§ **DOCUMENT TEXT**:
POV-Ray : Newsgroups : povray.off-topic : n_to_national_healt =?ISO-8 : Re: Can anyone explain America's opposition to national healthcare? Server Time
5 Sep 2024 21:24:11 EDT (-0400)
  Re: Can anyone explain America's opposition to national healthcare?  
From: Jim Henderson
Date: 25 Aug 2009 16:53:14
Message: <4a944f3a$1@news.povray.org>
On Tue, 25 Aug 2009 22:33:48 +0200, andrel wrote:

> On 25-8-2009 22:16, Jim Henderson wrote:
>> On Tue, 25 Aug 2009 22:01:49 +0200, andrel wrote:
>> 
>>> Every house here belongs to a town (or village if you like). Don't
>>> tell me even that is different in the US.
>> 
>> It is.  We have street addresses called "rural routes" - the post
>> office is located in the nearest town, but the house is not actually in
>> the town.
> 
> To be slighly more precise: are there houses that are outside the
> juridical borders of a city?
> Of course we have houses outside of town here, but the juridical areas
> of the towns in the Netherlands cover the whole country.

Of course all homes are in an area where law is applied (a judicial 
boundary).  But in some cases, that boundary is very, very large, and 
public services don't cover the entire area.

For example, a good friend of mine at work lost her grandson a couple 
years ago in a car accident.  The driver of the car was prosecuted for it 
(long involved story).  The court case was held in a town that was IIRC a 
significant distance from the actual area where the accident was.

§ **DATASET ENTRIES**:
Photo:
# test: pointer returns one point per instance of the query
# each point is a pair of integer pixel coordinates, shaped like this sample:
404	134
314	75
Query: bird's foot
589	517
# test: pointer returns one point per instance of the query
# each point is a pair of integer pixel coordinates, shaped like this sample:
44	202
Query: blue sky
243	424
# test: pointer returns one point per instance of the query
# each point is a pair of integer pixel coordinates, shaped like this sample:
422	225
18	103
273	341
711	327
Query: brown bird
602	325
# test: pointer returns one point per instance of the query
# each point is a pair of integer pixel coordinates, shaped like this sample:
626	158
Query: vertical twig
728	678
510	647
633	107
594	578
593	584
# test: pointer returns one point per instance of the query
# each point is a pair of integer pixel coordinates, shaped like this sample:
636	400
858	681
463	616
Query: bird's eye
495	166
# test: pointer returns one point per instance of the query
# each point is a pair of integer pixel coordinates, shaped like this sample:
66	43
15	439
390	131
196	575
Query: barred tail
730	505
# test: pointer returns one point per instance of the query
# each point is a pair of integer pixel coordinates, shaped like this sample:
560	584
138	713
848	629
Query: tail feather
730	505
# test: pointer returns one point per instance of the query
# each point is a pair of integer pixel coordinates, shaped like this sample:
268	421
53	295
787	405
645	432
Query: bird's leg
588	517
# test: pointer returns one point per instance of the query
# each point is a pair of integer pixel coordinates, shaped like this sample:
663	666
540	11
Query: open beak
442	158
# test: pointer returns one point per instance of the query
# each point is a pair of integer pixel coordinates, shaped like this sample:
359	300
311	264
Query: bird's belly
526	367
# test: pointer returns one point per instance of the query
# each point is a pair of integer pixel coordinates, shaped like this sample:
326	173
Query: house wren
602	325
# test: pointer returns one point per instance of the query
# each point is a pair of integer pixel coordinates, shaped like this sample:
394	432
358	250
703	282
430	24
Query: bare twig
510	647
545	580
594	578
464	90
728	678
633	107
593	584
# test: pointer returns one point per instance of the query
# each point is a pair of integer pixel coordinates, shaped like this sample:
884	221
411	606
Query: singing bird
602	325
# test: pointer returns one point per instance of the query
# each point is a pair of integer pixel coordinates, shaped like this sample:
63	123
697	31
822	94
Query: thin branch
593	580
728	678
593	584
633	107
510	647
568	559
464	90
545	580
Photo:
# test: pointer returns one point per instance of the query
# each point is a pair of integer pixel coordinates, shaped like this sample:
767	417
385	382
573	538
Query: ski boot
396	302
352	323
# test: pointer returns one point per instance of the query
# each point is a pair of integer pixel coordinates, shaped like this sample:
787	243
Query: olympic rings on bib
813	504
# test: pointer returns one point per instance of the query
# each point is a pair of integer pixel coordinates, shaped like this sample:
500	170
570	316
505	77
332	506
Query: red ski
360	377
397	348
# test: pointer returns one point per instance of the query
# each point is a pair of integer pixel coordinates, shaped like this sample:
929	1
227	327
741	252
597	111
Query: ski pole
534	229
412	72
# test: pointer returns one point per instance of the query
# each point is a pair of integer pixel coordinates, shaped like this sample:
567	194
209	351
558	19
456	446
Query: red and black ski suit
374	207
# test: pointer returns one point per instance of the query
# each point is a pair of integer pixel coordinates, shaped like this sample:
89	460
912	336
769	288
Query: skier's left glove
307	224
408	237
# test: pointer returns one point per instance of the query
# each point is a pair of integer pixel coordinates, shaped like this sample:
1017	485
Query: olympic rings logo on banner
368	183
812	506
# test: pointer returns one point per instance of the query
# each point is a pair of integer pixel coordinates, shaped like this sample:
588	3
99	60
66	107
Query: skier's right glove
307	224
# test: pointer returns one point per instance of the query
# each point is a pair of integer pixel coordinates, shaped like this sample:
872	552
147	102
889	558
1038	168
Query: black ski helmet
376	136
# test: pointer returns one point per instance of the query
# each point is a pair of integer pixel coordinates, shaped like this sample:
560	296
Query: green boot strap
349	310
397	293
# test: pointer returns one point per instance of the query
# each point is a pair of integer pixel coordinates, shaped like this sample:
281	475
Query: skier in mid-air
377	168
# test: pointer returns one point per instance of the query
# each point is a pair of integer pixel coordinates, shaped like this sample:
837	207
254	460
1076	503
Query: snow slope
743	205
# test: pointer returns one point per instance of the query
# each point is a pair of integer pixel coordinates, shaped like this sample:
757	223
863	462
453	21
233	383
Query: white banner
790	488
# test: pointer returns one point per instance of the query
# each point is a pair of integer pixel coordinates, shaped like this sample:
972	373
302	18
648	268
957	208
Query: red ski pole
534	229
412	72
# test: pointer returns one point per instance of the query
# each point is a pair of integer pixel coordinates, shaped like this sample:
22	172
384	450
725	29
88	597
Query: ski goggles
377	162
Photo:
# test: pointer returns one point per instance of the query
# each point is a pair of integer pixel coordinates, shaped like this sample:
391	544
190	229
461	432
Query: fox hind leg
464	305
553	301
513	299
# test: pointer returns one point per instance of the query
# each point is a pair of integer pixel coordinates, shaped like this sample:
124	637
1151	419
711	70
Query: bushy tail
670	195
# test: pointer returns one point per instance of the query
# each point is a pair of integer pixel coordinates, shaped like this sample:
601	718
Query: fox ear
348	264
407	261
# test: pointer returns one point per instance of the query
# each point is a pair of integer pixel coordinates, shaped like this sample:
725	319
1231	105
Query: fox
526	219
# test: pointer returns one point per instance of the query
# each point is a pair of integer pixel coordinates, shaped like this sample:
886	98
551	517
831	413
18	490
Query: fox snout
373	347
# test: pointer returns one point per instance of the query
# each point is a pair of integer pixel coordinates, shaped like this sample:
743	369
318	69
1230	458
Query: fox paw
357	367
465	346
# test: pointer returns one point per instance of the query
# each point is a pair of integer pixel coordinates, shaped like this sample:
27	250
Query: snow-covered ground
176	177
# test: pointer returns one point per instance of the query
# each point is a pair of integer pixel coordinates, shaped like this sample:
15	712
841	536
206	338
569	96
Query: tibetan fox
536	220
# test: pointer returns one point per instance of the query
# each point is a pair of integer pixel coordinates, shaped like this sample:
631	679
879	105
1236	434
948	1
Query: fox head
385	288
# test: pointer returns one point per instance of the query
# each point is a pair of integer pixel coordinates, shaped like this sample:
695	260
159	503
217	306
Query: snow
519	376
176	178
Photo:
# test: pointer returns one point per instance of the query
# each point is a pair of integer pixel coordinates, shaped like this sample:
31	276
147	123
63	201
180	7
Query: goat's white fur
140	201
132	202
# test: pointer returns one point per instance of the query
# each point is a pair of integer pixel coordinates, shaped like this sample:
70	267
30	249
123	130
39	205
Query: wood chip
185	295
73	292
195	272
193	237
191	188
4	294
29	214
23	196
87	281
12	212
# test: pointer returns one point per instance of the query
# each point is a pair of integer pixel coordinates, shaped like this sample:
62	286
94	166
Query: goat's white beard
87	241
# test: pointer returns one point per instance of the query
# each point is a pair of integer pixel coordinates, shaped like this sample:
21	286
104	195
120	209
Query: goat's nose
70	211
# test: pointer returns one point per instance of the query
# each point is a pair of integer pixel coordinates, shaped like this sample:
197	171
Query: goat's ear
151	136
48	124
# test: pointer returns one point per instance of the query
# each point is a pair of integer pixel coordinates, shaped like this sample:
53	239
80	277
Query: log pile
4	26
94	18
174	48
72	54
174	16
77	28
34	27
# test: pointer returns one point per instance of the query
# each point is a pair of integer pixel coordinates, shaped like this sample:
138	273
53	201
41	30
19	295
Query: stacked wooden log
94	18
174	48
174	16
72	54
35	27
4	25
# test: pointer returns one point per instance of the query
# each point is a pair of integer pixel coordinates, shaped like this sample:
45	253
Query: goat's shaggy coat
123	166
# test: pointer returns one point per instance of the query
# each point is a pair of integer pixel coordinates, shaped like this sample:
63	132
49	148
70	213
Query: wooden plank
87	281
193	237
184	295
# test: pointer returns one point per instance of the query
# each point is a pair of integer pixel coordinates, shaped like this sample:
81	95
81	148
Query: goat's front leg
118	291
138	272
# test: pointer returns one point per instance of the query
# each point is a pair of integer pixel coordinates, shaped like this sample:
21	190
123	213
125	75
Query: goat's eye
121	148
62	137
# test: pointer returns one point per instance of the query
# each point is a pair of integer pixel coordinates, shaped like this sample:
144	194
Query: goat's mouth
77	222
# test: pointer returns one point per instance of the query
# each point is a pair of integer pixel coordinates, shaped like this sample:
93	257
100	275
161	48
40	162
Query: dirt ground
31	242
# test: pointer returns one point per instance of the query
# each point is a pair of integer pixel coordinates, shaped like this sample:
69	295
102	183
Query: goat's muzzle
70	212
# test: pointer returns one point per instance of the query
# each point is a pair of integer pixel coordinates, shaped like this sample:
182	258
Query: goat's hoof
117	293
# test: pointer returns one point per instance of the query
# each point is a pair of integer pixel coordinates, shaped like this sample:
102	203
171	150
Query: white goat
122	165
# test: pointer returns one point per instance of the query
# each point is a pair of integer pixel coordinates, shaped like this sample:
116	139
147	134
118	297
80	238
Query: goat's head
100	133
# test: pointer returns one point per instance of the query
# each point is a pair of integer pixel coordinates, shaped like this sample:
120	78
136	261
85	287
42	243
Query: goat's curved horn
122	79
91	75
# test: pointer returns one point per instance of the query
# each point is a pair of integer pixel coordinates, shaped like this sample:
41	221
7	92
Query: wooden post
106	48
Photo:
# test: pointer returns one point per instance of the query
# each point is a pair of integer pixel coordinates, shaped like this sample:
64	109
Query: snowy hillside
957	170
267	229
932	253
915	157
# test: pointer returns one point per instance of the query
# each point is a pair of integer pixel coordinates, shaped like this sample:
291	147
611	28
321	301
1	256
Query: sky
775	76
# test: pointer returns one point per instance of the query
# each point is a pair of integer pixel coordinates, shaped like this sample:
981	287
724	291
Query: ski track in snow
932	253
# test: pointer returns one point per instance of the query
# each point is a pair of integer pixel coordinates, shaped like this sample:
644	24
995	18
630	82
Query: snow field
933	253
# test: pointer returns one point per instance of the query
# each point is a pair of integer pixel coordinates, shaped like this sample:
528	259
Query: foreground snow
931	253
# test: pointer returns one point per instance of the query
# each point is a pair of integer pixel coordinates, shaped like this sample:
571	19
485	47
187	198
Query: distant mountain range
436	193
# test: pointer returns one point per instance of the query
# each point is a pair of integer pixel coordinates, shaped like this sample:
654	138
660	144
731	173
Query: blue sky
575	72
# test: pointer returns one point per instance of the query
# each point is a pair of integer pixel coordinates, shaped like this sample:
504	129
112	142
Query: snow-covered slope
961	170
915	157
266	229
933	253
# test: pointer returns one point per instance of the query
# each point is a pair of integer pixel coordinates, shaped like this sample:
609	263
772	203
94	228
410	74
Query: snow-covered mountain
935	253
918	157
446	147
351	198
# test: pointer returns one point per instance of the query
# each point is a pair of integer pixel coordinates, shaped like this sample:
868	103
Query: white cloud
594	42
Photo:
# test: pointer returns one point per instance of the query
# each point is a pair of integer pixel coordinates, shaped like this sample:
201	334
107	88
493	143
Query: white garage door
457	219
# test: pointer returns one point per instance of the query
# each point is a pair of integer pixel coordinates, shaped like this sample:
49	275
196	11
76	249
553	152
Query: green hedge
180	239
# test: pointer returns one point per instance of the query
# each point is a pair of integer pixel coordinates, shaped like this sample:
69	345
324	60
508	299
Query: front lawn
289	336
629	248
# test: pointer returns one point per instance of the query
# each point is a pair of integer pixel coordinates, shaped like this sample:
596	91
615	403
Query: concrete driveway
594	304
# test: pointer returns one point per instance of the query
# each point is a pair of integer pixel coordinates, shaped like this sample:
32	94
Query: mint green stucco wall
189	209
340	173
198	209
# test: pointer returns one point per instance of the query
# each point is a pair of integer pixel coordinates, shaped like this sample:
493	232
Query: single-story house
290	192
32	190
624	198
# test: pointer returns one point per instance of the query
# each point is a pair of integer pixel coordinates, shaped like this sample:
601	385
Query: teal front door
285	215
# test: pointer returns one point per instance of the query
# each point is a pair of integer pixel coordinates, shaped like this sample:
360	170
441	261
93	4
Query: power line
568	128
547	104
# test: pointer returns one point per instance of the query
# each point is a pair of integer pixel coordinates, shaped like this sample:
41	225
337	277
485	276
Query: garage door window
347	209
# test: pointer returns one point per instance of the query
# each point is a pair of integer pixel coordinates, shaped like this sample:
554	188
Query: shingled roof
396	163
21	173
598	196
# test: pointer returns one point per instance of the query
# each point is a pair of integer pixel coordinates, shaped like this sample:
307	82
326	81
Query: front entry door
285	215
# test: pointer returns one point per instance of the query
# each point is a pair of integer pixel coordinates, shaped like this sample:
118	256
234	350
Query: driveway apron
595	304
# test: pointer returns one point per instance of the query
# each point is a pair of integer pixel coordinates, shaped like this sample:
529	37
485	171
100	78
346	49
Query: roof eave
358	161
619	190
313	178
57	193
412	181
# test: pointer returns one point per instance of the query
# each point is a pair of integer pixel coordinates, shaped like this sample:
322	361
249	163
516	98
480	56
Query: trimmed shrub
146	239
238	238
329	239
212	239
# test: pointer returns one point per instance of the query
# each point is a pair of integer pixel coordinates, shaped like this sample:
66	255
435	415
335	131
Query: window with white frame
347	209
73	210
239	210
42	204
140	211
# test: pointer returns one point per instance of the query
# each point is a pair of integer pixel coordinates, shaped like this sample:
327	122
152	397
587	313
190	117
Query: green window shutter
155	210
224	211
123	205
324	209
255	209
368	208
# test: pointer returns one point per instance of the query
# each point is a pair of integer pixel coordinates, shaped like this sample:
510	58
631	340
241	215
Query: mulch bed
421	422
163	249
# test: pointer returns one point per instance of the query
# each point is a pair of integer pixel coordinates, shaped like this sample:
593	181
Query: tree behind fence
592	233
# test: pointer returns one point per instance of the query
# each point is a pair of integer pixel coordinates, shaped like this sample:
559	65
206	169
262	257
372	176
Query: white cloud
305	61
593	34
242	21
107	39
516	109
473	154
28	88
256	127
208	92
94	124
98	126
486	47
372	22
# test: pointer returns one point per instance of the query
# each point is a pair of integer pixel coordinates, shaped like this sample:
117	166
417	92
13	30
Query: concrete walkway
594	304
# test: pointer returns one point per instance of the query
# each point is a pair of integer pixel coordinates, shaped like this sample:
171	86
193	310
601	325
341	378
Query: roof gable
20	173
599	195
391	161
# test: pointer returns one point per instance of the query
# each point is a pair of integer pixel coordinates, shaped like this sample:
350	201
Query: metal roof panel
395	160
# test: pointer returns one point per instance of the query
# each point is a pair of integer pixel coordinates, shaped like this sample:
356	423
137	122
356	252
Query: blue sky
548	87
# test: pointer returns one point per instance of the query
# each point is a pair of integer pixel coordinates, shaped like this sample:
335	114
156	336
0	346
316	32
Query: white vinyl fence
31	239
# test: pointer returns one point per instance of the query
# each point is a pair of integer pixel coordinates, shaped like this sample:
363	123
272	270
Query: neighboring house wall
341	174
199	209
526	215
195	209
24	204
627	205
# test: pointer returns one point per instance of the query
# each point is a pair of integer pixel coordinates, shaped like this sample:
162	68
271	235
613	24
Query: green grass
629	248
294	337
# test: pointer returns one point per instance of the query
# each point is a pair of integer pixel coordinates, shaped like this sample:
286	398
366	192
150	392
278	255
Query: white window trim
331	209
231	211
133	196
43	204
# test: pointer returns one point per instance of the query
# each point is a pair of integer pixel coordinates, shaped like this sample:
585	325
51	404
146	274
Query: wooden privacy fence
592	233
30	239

§ **GIVEN TASK**:
In the newsgroup post, what are the street addresses called for houses whose post office is in the nearest town although the house is not in the town?

§ **EXERCISE RESPONSE**:
They are called "rural routes."